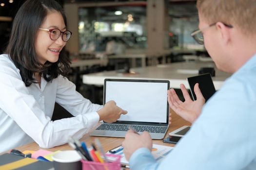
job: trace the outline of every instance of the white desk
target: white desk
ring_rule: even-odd
[[[198,75],[198,70],[201,67],[215,68],[215,77],[212,79],[217,90],[231,76],[230,74],[218,70],[213,62],[181,62],[131,68],[130,71],[136,74],[118,73],[116,71],[88,74],[83,75],[83,83],[103,85],[106,78],[168,80],[172,88],[180,88],[179,85],[183,83],[189,88],[187,78]]]
[[[72,61],[70,67],[71,68],[90,67],[95,65],[100,65],[101,66],[106,66],[108,60],[106,59],[95,59],[89,60],[78,60]]]

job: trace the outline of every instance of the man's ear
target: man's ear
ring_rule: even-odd
[[[222,42],[224,44],[227,44],[230,42],[231,38],[230,28],[227,27],[221,22],[217,22],[216,23],[216,27],[220,34]]]

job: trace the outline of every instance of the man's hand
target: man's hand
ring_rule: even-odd
[[[153,143],[148,132],[145,131],[141,135],[139,135],[132,130],[129,130],[125,135],[125,139],[123,141],[122,145],[125,158],[129,161],[133,153],[139,148],[147,148],[151,151]]]
[[[114,101],[111,101],[106,102],[104,107],[98,110],[97,113],[99,116],[99,121],[104,120],[107,123],[112,123],[120,118],[121,114],[127,114],[127,111],[117,106]]]
[[[181,102],[174,89],[168,91],[168,101],[170,107],[178,115],[186,120],[193,123],[199,116],[205,100],[199,88],[199,85],[197,83],[194,86],[194,91],[197,96],[197,100],[193,101],[183,84],[180,85],[185,102]]]

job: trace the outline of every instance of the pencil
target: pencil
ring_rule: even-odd
[[[134,128],[131,125],[129,126],[129,129],[132,130],[133,132],[134,132],[135,133],[137,134],[138,135],[139,135],[139,134],[137,131],[136,131],[136,130],[134,129]]]

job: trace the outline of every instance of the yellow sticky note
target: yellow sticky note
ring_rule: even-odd
[[[33,153],[35,153],[35,152],[36,152],[36,151],[35,151],[26,150],[26,151],[22,152],[22,153],[23,153],[24,154],[27,154],[27,153],[29,153],[33,154]]]
[[[54,153],[51,153],[46,154],[46,155],[43,156],[43,157],[44,157],[45,159],[47,160],[49,160],[50,161],[53,161],[53,158],[52,158],[52,156],[53,154],[56,153],[59,153],[59,152],[60,152],[60,151],[57,151]]]
[[[0,169],[1,170],[13,170],[32,164],[37,161],[38,161],[38,160],[25,158],[17,161],[0,166]]]

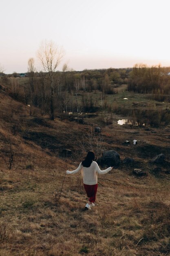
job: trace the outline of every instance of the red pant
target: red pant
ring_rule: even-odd
[[[98,184],[95,185],[86,185],[84,184],[84,187],[87,196],[89,198],[89,201],[94,203],[96,200],[96,194]]]

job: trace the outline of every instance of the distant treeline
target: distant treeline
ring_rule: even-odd
[[[155,99],[159,100],[160,95],[170,94],[170,75],[168,74],[169,71],[169,67],[148,67],[145,65],[136,65],[130,72],[128,90],[156,94]]]

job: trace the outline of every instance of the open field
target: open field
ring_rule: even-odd
[[[115,102],[125,109],[133,102],[137,102],[135,108],[164,108],[145,94],[127,92],[124,85],[117,92],[106,96],[112,108]],[[100,95],[93,94],[97,106]],[[113,111],[107,124],[110,113],[101,110],[93,117],[85,115],[84,124],[69,118],[52,121],[38,108],[30,115],[29,106],[0,90],[0,256],[170,255],[169,126],[147,130],[119,126],[117,121],[125,116]],[[84,211],[87,198],[80,174],[66,176],[61,188],[66,170],[76,168],[89,150],[82,147],[83,135],[97,126],[103,149],[117,151],[121,163],[99,176],[97,205]],[[134,139],[137,145],[132,144]],[[129,146],[122,144],[126,140]],[[13,161],[9,170],[10,145]],[[62,157],[64,148],[71,150],[71,157]],[[162,153],[163,165],[150,163]],[[124,164],[126,157],[135,162]],[[161,171],[154,172],[158,166]],[[147,175],[134,176],[135,168]],[[56,192],[61,192],[59,200],[53,196]]]

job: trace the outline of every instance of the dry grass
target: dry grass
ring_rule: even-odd
[[[0,162],[1,256],[169,255],[170,179],[164,173],[169,167],[163,166],[161,176],[155,176],[149,172],[154,166],[148,162],[159,148],[167,152],[169,160],[169,139],[163,139],[168,136],[168,128],[157,129],[157,134],[118,128],[114,123],[113,128],[103,128],[105,148],[116,149],[121,160],[134,157],[135,167],[148,173],[138,178],[132,174],[133,166],[121,165],[99,176],[97,205],[84,211],[87,199],[80,174],[66,177],[59,200],[53,193],[61,191],[65,171],[74,169],[81,160],[79,143],[89,126],[57,119],[53,122],[46,117],[48,126],[37,124],[36,117],[30,117],[15,101],[12,115],[9,96],[1,97],[1,154],[5,153],[2,149],[9,136],[17,167],[9,170]],[[23,138],[20,115],[24,116],[28,135],[40,134],[39,140]],[[48,140],[43,140],[42,134]],[[134,139],[137,145],[122,145]],[[148,155],[141,150],[149,150],[146,145],[152,150]],[[66,147],[72,149],[72,158],[60,156]]]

==*==

| EXERCISE DETAILS |
Without including any pictures, please restate all the records exactly.

| EXERCISE RESPONSE |
job: trace the outline of every instance of the white desk
target: white desk
ring_rule: even-odd
[[[198,75],[198,70],[201,67],[215,68],[215,77],[212,79],[217,90],[231,76],[230,74],[218,70],[213,62],[181,62],[131,68],[130,71],[136,74],[118,73],[116,71],[88,74],[83,75],[83,83],[103,85],[106,78],[168,80],[172,88],[180,88],[179,85],[183,83],[189,88],[187,78]]]
[[[72,61],[70,67],[71,68],[90,67],[95,65],[100,65],[101,66],[106,66],[108,60],[106,59],[95,59],[89,60],[78,60]]]

job: trace the outline of every instance of the man's ear
target: man's ear
ring_rule: even-odd
[[[222,42],[224,44],[227,44],[230,42],[231,38],[230,28],[227,27],[221,22],[217,22],[216,23],[216,27],[220,34]]]

job: trace the outline of every instance of the man's hand
target: man's hand
ring_rule: even-odd
[[[153,143],[148,132],[145,131],[141,135],[139,135],[132,130],[129,130],[125,135],[125,139],[123,141],[122,145],[125,158],[129,161],[133,153],[139,148],[147,148],[151,151]]]
[[[114,101],[111,101],[106,102],[104,107],[98,110],[97,113],[99,116],[99,121],[104,120],[107,123],[112,123],[120,118],[121,114],[127,114],[127,111],[117,106]]]
[[[181,102],[174,89],[168,91],[168,101],[170,107],[178,115],[186,120],[193,123],[199,116],[205,100],[199,88],[199,85],[197,83],[194,86],[194,91],[197,96],[197,100],[193,101],[183,84],[180,85],[185,102]]]

job: trace the outline of every instance of the pencil
target: pencil
ring_rule: even-odd
[[[134,128],[131,125],[129,126],[129,129],[132,130],[133,132],[134,132],[135,133],[137,134],[138,135],[139,135],[139,134],[137,131],[136,131],[136,130],[134,129]]]

job: trace the outline of every instance of the yellow sticky note
target: yellow sticky note
ring_rule: even-odd
[[[33,153],[35,153],[35,152],[36,152],[36,151],[35,151],[26,150],[26,151],[22,152],[22,153],[23,153],[24,154],[27,154],[27,153],[29,153],[33,154]]]
[[[54,153],[51,153],[46,154],[46,155],[43,156],[43,157],[44,157],[45,159],[47,160],[49,160],[50,161],[53,161],[53,158],[52,158],[52,156],[53,154],[56,153],[59,153],[59,152],[60,152],[60,151],[57,151]]]
[[[0,169],[1,170],[13,170],[32,164],[37,161],[38,161],[38,160],[25,158],[17,161],[0,166]]]

job: trace the outline of every instance of the red pant
target: red pant
ring_rule: even-odd
[[[98,184],[95,185],[86,185],[84,184],[84,187],[87,196],[89,198],[89,201],[94,203],[96,200],[96,194]]]

job: trace the outline of every instance of the distant treeline
target: distant treeline
ring_rule: even-odd
[[[155,99],[159,100],[160,95],[170,94],[170,75],[168,74],[169,71],[169,67],[148,67],[145,65],[136,65],[130,72],[128,90],[156,94]]]

job: trace the outline of every instance of the open field
target: open field
ring_rule: even-odd
[[[115,102],[125,109],[133,102],[137,102],[135,108],[164,108],[145,94],[127,92],[124,85],[117,92],[106,96],[112,108]],[[100,95],[93,94],[97,106]],[[113,111],[107,124],[110,113],[101,110],[93,117],[85,115],[84,124],[69,118],[52,121],[38,108],[30,115],[29,106],[0,90],[0,256],[170,255],[169,126],[147,130],[119,126],[117,121],[125,116]],[[84,211],[87,198],[80,174],[66,176],[61,188],[66,170],[76,168],[89,150],[82,147],[83,135],[97,126],[103,149],[117,151],[121,163],[99,176],[97,205]],[[134,139],[137,145],[132,144]],[[129,146],[122,144],[126,140]],[[13,161],[9,170],[10,145]],[[62,157],[64,148],[71,150],[71,157]],[[162,153],[163,165],[150,163]],[[124,164],[126,157],[135,162]],[[161,171],[154,172],[158,166]],[[147,175],[134,176],[135,168]],[[56,192],[61,192],[59,200],[53,196]]]

job: trace the outline of every instance of the dry grass
target: dry grass
ring_rule: even-odd
[[[0,162],[1,256],[169,255],[170,179],[164,173],[169,167],[163,166],[161,176],[155,176],[149,172],[154,166],[148,162],[159,148],[167,152],[169,160],[169,139],[163,139],[168,136],[168,128],[157,129],[157,134],[118,128],[114,123],[113,128],[103,128],[105,148],[116,149],[121,160],[134,157],[135,167],[148,173],[138,178],[132,174],[133,166],[121,165],[99,176],[97,205],[84,211],[87,199],[80,174],[66,177],[59,200],[53,193],[61,191],[65,171],[74,169],[81,160],[79,143],[89,126],[57,119],[53,122],[46,117],[48,126],[37,124],[36,117],[30,117],[15,101],[12,115],[9,96],[1,97],[1,154],[5,153],[2,149],[9,136],[17,167],[9,170]],[[23,138],[20,115],[24,116],[28,135],[40,134],[39,140]],[[48,140],[43,140],[42,134]],[[134,139],[137,145],[122,145]],[[148,155],[141,150],[149,150],[146,145],[152,150]],[[66,147],[72,149],[72,158],[60,156]]]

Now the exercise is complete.